*** THE DATA Section Begins ***

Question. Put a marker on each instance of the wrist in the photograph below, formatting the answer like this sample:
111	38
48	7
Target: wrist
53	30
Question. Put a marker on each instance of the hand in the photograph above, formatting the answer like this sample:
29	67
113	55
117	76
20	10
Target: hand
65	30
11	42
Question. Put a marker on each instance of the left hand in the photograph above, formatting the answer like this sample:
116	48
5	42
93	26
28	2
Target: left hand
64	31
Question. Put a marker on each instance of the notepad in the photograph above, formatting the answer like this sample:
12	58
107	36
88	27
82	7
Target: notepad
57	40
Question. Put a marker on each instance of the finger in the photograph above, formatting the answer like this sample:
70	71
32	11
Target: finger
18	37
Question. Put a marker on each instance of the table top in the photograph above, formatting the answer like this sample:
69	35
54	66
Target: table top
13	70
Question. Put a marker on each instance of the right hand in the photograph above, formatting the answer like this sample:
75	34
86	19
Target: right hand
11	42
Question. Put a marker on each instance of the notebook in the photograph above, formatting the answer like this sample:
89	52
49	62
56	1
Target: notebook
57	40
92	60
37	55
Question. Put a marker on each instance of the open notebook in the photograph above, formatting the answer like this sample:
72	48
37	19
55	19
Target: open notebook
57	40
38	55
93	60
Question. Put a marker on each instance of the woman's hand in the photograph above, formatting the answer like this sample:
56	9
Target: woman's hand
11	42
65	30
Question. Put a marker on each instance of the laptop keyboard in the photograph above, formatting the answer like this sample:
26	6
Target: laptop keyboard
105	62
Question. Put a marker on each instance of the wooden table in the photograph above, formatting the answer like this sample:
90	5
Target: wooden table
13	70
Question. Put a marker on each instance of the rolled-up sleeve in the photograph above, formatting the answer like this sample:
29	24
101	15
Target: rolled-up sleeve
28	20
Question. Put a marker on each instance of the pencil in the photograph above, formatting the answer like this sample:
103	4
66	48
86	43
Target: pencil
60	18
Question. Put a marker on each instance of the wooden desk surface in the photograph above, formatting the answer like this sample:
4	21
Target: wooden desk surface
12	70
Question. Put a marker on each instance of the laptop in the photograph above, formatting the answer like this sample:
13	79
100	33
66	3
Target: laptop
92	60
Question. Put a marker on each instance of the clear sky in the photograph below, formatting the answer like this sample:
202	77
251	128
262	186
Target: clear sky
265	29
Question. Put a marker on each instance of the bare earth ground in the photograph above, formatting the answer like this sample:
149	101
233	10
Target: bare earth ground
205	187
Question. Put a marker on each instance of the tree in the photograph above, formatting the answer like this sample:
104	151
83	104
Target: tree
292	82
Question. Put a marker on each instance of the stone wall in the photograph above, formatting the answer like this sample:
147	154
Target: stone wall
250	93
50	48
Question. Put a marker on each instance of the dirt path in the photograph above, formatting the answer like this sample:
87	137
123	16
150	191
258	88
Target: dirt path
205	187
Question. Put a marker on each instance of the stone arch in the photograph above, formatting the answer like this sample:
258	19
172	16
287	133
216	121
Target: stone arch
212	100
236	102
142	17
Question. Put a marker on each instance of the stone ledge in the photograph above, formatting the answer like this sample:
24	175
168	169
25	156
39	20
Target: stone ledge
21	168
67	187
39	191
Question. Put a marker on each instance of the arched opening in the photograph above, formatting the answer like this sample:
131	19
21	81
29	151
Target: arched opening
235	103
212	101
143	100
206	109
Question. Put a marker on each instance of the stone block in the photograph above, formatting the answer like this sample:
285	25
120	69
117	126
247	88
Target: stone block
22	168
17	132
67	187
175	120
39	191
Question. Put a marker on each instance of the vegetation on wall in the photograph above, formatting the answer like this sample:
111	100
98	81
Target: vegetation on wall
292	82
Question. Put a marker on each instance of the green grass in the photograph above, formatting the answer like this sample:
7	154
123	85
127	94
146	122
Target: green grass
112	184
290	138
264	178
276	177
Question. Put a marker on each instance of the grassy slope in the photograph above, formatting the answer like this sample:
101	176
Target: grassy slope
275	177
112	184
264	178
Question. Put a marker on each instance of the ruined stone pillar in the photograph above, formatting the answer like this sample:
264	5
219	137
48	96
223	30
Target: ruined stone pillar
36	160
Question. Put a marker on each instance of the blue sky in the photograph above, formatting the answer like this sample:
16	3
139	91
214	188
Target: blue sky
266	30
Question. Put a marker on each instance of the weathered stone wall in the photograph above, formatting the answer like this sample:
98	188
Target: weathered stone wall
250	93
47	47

*** THE DATA Section Ends ***

▶ _INSTRUCTIONS TO FOLLOW_
Retype the data exactly as it reads.

▶ _EXERCISE SOLUTION_
Question. Put a marker on each instance of the wrist in the photograph below, formatting the answer like this sample:
111	38
48	7
Target: wrist
53	30
Question. Put a marker on each instance of the hand in the photograph above, formatting the answer like this sample:
29	67
113	55
117	76
20	10
Target: hand
65	30
11	42
Question. Put a marker on each instance of the left hand in the photograph above, formatting the answer like this sample:
116	48
5	42
93	26
28	2
Target: left hand
64	31
Question. Put a marker on each instance of the notepad in the photograph above, formatting the answer like this sample:
12	58
107	36
88	27
82	7
Target: notepad
57	40
Question. Put a marker on each instance of the finger in the photograph above, formatting the answer like this sample:
70	71
32	11
Target: finger
18	37
Question. Put a marker on each instance of the table top in the photograph above, formatting the answer like this sample:
69	35
54	66
Target: table top
13	70
Question. Put a marker on each instance of the right hand in the photograph above, formatting the answer like this sample:
75	34
86	19
Target: right hand
11	42
Question. Put a marker on each instance of the notebook in the photograph above, formatting the answer like this sample:
89	52
49	62
56	1
Target: notebook
57	40
92	60
37	55
Question. Put a marker on each instance of the open notebook in the photograph above, formatting the answer like this sample:
72	48
37	19
55	19
Target: open notebook
57	40
38	55
93	60
Question. Put a marker on each instance of the woman's hand in the photograph above, formatting the answer like this sample:
56	9
Target: woman's hand
11	42
65	30
Question. Put a marker on each instance of the laptop keyboard in the photograph above, formatting the answer like this sample:
26	6
Target: laptop keyboard
105	62
Question. Put a marker on each instance of the wooden table in the photograph above, formatting the answer like this sample:
90	5
Target: wooden table
13	70
Question. Put a marker on each instance of the rolled-up sleeve in the photograph above, formatting the answer like this sample:
29	24
101	15
Target: rolled-up sleeve
28	20
Question. Put a marker on each instance of the pencil in the photograph above, formatting the answer like this sample:
103	4
66	48
86	43
Target: pencil
60	18
Question. Put a marker on each instance of the wooden desk surface in the photograph above, formatting the answer like this sample:
4	21
Target: wooden desk surface
12	70
Question. Put a marker on each instance of the laptop in the photograph above, formatting the answer like this sample:
13	79
100	33
66	3
Target: laptop
92	60
Question. Put a marker on each instance of the clear sky in the photograph below, formatting the answer like this sample:
202	77
251	128
262	186
Target: clear sky
265	29
Question. Put a marker on each instance of the bare earth ground in the photograph above, formatting the answer like this sample:
149	101
233	10
Target: bare earth ground
205	187
Question. Put a marker on each instance of the tree in the photograph above, formatting the answer like this sample:
104	151
83	104
Target: tree
292	82
Question. Put a marker on each instance of the stone wall in the photograph above, formatting the answer like this sample:
147	154
Target: stone wall
250	93
50	48
Question. Put a marker on each instance of the dirt path in the photograph above, formatting the answer like this sample:
87	137
123	16
150	191
258	88
Target: dirt path
205	187
Question. Put a marker on each instance of the stone arch in the photograph above, formatting the answer like this sample:
258	19
172	16
287	133
216	121
Target: stone arch
212	100
236	102
142	17
Question. Put a marker on each instance of the stone ledge in the photograph above, formatting the answer like this sample:
24	175
168	169
25	156
39	20
Target: stone ledge
21	168
67	187
39	191
Question. Put a marker on each instance of the arched opening in the photograph above, formatting the answer like this sample:
131	19
21	81
29	151
Target: arched opening
235	103
212	101
143	100
206	109
Question. Put a marker on each instance of the stone block in the photograph above, formatting the answer like this sample:
285	25
120	69
117	126
247	88
Target: stone block
22	168
17	132
67	187
175	120
39	191
Question. Put a marker on each instance of the vegetation on wall in the photograph above, formatting the answer like this sample:
111	100
98	81
Target: vegetation on wall
292	82
Question. Put a marker on each instance of the green grass in the photograph above, formatting the answer like this sample:
7	154
123	85
127	94
146	122
Target: green grass
112	184
290	138
264	178
276	177
Question. Put a marker on each instance of the grassy slope in the photograph above, formatting the answer like this sample:
101	176
Target: grassy slope
275	177
112	184
264	178
Question. Put a marker on each instance of the ruined stone pillar in the photograph above, formatting the answer like this sample:
264	5
219	137
48	96
223	30
Target: ruined stone pillar
36	160
Question. Put a marker on each instance of the blue sky in the photograph above, formatting the answer like this sample:
16	3
139	91
214	188
Target: blue sky
266	30
Question. Put a marker on each instance of the weathered stone wall in the photograph above, formatting the answer like this sample:
98	188
Target: weathered stone wall
250	93
47	47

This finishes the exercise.